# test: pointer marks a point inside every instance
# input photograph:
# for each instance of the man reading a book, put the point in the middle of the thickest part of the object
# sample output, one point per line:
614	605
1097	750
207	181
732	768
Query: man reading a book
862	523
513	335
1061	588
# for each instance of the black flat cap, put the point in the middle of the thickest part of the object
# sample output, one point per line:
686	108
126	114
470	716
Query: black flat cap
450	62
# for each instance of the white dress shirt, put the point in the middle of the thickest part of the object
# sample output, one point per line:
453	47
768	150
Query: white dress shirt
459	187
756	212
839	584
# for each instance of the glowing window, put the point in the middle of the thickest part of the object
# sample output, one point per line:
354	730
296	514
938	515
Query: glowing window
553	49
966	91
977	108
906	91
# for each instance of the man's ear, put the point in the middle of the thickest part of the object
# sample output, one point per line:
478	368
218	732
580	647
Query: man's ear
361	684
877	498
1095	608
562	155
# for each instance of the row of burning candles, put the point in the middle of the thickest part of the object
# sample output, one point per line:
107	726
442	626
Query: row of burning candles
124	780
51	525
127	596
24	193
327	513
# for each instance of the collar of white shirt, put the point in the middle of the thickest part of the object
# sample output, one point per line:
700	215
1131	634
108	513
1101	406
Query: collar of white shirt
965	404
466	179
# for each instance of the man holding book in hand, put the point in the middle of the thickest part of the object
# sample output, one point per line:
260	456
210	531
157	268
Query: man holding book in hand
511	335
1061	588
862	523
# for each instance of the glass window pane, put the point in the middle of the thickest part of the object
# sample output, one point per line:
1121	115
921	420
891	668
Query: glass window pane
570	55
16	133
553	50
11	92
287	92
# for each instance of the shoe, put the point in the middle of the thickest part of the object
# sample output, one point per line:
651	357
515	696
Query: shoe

● ● ● ● ● ● ●

TASK DETAILS =>
Print the records again, exactly as they stand above.

TASK OUTPUT =>
# test: pointer marks a point inside every instance
# input photograph:
# for each instance of the man reading a book, put the point in the middle of the thickest part of the object
# sample output, one point per line:
614	605
1097	750
207	181
732	768
Query: man reading a book
862	523
513	335
1061	588
# for each instance of the black flat cap, put the point in the middle of the thickest part of the object
# sample output, one point per line:
686	108
126	114
470	716
Query: black flat cap
450	62
# for each instance of the white dress shirt, put the point in the middle of the thickest part of the object
# sample output, one point per line:
453	47
768	150
Query: white dress shirt
459	187
756	212
839	584
# for each instance of the glowing window, put the point in the middle of the thickest part of the object
# sample output, one point per line:
354	730
296	514
938	515
Query: glowing window
553	49
966	91
977	108
906	91
# for each instance of the man's ear, put the point in the middle of the thickest part of the object
# sample output, one point per line:
478	368
218	732
580	647
Query: man's ear
361	684
877	498
1095	608
562	155
# for each instance of the row of burning candles, put the point in the middle of the thickest part of the object
# sample output, one point per line:
107	726
442	626
Query: row of burning candles
124	780
51	525
127	596
24	193
327	513
# for each instance of the collar of white shirt, put the point in the middle of the thickest part of the object
# sample output, one point per line:
700	215
1131	634
108	513
1101	406
Query: collar of white shirt
965	404
466	179
# for each instance of the man holding book in hand, put the point in the middle of the thickest part of the object
# sample output, one point per line:
260	456
210	531
157	268
Query: man holding book in hand
511	335
1061	588
862	523
# for each instance of the glass window pane, put the point in the middle of the thickest part of the object
# sample output, one point per line:
1121	115
921	420
891	668
Query: glass window pane
570	55
16	133
553	50
11	92
287	92
# for each instance of the shoe, put the point in the middle of the thickest part of the object
# sample output, one point per line:
651	357
515	696
Query: shoe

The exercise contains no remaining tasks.